» Your objective
Quote the entries that follow exactly, leaving none out.

(begin)

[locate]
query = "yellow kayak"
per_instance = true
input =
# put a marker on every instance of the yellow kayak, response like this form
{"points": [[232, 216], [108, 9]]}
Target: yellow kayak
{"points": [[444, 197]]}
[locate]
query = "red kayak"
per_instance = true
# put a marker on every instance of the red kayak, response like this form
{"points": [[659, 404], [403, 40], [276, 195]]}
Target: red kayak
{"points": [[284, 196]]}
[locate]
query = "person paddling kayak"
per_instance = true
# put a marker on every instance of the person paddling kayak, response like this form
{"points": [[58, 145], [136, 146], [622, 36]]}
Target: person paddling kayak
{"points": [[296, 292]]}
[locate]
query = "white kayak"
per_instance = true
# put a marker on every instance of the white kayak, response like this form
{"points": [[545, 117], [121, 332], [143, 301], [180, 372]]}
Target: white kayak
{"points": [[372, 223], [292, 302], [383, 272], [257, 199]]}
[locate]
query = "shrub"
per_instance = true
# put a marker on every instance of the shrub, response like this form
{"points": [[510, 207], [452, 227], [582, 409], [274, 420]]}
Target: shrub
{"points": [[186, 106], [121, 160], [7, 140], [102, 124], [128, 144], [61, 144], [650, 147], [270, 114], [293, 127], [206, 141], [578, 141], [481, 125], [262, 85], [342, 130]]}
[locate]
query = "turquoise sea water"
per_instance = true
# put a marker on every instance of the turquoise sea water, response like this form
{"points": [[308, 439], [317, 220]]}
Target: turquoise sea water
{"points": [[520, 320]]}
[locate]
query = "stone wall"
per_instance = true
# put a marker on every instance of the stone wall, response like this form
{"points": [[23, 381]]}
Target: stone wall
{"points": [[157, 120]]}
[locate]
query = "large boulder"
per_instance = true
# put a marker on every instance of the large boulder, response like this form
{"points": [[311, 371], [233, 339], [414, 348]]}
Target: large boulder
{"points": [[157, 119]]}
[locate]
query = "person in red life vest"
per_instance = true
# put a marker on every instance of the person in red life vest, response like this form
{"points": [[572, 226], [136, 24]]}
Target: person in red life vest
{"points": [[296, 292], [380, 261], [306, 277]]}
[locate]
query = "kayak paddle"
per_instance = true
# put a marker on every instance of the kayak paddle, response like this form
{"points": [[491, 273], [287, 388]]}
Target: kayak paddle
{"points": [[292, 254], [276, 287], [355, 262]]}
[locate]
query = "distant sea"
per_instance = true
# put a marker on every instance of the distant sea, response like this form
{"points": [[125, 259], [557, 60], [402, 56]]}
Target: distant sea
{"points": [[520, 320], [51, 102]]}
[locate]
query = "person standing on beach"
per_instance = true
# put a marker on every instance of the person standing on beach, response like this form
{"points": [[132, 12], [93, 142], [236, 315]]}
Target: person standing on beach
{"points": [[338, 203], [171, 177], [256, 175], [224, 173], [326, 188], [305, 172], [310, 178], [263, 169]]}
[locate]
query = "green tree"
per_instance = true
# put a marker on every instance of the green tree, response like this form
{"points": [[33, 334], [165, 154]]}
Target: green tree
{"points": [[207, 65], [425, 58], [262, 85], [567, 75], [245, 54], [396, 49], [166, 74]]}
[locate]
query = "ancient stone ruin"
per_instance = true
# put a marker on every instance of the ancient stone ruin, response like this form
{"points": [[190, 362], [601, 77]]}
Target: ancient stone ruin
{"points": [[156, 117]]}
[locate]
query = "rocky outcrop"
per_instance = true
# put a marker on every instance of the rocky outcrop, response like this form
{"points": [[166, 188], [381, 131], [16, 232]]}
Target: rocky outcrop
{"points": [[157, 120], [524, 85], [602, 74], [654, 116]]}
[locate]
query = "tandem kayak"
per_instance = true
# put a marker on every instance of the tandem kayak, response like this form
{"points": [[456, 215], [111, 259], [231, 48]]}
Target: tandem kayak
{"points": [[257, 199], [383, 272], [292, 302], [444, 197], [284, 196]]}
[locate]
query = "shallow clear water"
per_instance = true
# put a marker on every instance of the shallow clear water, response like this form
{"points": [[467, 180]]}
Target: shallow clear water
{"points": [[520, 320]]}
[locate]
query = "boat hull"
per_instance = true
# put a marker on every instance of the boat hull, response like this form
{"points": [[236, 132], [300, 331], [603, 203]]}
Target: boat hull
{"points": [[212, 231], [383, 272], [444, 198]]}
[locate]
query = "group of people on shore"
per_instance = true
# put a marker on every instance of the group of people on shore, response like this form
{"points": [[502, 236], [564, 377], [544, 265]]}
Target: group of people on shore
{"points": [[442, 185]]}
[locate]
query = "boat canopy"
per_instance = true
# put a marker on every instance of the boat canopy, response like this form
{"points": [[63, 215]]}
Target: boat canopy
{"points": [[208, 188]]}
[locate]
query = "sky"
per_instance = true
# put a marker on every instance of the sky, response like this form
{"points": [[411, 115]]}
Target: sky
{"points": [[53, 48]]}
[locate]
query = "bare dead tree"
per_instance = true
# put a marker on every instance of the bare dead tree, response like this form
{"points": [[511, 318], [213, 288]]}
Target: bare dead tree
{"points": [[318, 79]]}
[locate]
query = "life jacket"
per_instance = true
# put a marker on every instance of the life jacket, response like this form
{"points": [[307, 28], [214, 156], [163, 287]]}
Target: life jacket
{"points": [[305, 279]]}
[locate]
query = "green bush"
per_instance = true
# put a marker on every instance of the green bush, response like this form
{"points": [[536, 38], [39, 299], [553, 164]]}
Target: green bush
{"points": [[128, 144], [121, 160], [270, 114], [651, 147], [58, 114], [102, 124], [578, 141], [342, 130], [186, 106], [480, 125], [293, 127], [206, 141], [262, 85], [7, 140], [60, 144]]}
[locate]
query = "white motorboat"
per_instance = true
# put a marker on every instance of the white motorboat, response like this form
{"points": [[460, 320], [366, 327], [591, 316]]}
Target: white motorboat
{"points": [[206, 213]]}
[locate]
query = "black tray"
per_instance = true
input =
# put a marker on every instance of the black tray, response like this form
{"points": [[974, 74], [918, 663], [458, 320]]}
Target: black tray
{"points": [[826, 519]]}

(end)

» Answer in full
[locate]
query = "yellow kayak"
per_instance = true
input =
# put a marker on every instance of the yellow kayak, response like this form
{"points": [[232, 216], [108, 9]]}
Target: yellow kayak
{"points": [[444, 197]]}
[locate]
query = "red kayak"
per_instance = true
# put a marker on every instance of the red kayak, response like this form
{"points": [[659, 404], [403, 40], [276, 195]]}
Target: red kayak
{"points": [[284, 196]]}
[locate]
query = "person paddling kayak"
per_instance = true
# put a marker on every instance of the person paddling kayak, response like this form
{"points": [[58, 145], [136, 146], [622, 36]]}
Target: person paddling kayak
{"points": [[296, 292]]}
[locate]
query = "white kayak"
per_instance = true
# put a marker on every instance of the white kayak, response like this form
{"points": [[545, 117], [121, 332], [143, 301], [180, 372]]}
Target: white kayak
{"points": [[372, 223], [292, 302], [383, 272], [257, 199]]}
[locate]
query = "shrub"
per_instance = true
# put a marker on every instance of the shrub, response like this form
{"points": [[510, 207], [452, 227], [582, 409], [274, 420]]}
Target: shrub
{"points": [[186, 106], [121, 160], [7, 140], [102, 124], [128, 144], [61, 144], [650, 147], [270, 114], [293, 127], [206, 141], [578, 141], [481, 125], [262, 85], [342, 130]]}
[locate]
query = "turquoise sea water"
per_instance = true
# put a marker on every instance of the turquoise sea water, response like this form
{"points": [[308, 439], [317, 220]]}
Target: turquoise sea water
{"points": [[520, 320]]}
[locate]
query = "stone wall"
per_instance = true
# put a marker on every instance of the stone wall, response like this form
{"points": [[23, 381]]}
Target: stone wall
{"points": [[157, 120]]}
[locate]
query = "large boulder"
per_instance = true
# put a marker on every instance of the large boulder, response like this form
{"points": [[311, 371], [233, 339], [414, 348]]}
Target: large boulder
{"points": [[157, 119]]}
[locate]
query = "person in red life vest"
per_instance = true
# put a marker on every instance of the person in red life vest, response like this form
{"points": [[572, 226], [136, 24]]}
Target: person in red life vest
{"points": [[296, 292], [380, 261], [306, 277]]}
[locate]
query = "kayak paddle"
per_instance = true
# put a marker on every instance of the kayak paddle, response like this form
{"points": [[491, 273], [287, 388]]}
Target: kayak paddle
{"points": [[292, 254], [276, 287], [355, 262]]}
[locate]
query = "distant sea"
per_instance = true
# put a marker on every instance of the distant sea, response like this form
{"points": [[125, 259], [557, 60], [402, 56]]}
Target: distant sea
{"points": [[520, 320], [51, 102]]}
[locate]
query = "person standing on beach"
per_instance = true
# put a marker on every instance of the person standing on beach, response like this form
{"points": [[132, 12], [93, 142], [236, 315]]}
Target: person standing on beach
{"points": [[338, 203], [171, 177], [256, 175], [224, 173], [326, 188], [305, 172], [310, 178], [263, 169]]}
[locate]
query = "green tree"
per_instance = true
# put a marker on every instance of the green tree, response like this form
{"points": [[33, 334], [165, 154]]}
Target: green tree
{"points": [[207, 65], [425, 58], [262, 85], [567, 75], [245, 54], [396, 49], [166, 74]]}
[locate]
query = "ancient stone ruin"
per_instance = true
# put a marker on every instance of the ancient stone ruin, response like this form
{"points": [[190, 362], [601, 77]]}
Target: ancient stone ruin
{"points": [[156, 117]]}
[locate]
query = "rocky outcrop"
per_instance = true
# put a marker on every instance of the rocky outcrop, response like this form
{"points": [[166, 188], [381, 131], [16, 232]]}
Target: rocky outcrop
{"points": [[157, 120], [524, 85], [602, 74], [654, 116]]}
[locate]
query = "tandem kayak"
per_instance = true
# put a marker on every instance of the tandem kayak, response like this form
{"points": [[456, 215], [111, 259], [231, 48]]}
Target: tandem kayak
{"points": [[257, 199], [383, 272], [292, 302], [444, 197], [284, 196]]}
[locate]
query = "shallow clear water"
per_instance = true
# put a marker on every instance of the shallow clear water, response like this form
{"points": [[467, 180]]}
Target: shallow clear water
{"points": [[520, 320]]}
[locate]
query = "boat hull"
per_instance = true
# put a marker on every instance of the boat hull, response like this form
{"points": [[236, 132], [300, 331], [603, 203]]}
Target: boat hull
{"points": [[212, 231], [383, 272], [444, 198]]}
[locate]
query = "group of people on shore"
per_instance = true
# put a marker on every instance of the group of people on shore, response like this form
{"points": [[502, 236], [564, 377], [544, 265]]}
Target: group of people on shore
{"points": [[442, 185]]}
[locate]
query = "boat canopy"
per_instance = true
# put a marker on every instance of the boat canopy, response like this form
{"points": [[63, 215]]}
Target: boat canopy
{"points": [[208, 188]]}
[locate]
query = "sky"
per_instance = true
# put a marker on every instance of the sky, response like this form
{"points": [[411, 115]]}
Target: sky
{"points": [[53, 48]]}
[locate]
query = "bare dead tree"
per_instance = true
# put a marker on every instance of the bare dead tree, response like this form
{"points": [[511, 318], [213, 288]]}
Target: bare dead tree
{"points": [[318, 79]]}
[locate]
query = "life jacket"
per_instance = true
# put a marker on every instance of the life jacket, response like this form
{"points": [[307, 28], [214, 156], [163, 287]]}
Target: life jacket
{"points": [[305, 279]]}
[locate]
query = "green bush"
per_instance = true
# put a marker on every instance of the green bush, response like this form
{"points": [[536, 38], [39, 299], [553, 164]]}
Target: green bush
{"points": [[128, 144], [121, 160], [270, 114], [651, 147], [58, 114], [102, 124], [578, 141], [342, 130], [186, 106], [480, 125], [293, 127], [206, 141], [262, 85], [7, 140], [60, 144]]}
[locate]
query = "white motorboat"
per_instance = true
# put a marker on every instance of the white motorboat, response like this form
{"points": [[460, 320], [366, 327], [591, 316]]}
Target: white motorboat
{"points": [[206, 213]]}
[locate]
query = "black tray"
per_instance = true
input =
# put a marker on every instance of the black tray, response like this form
{"points": [[974, 74], [918, 663], [458, 320]]}
Target: black tray
{"points": [[826, 519]]}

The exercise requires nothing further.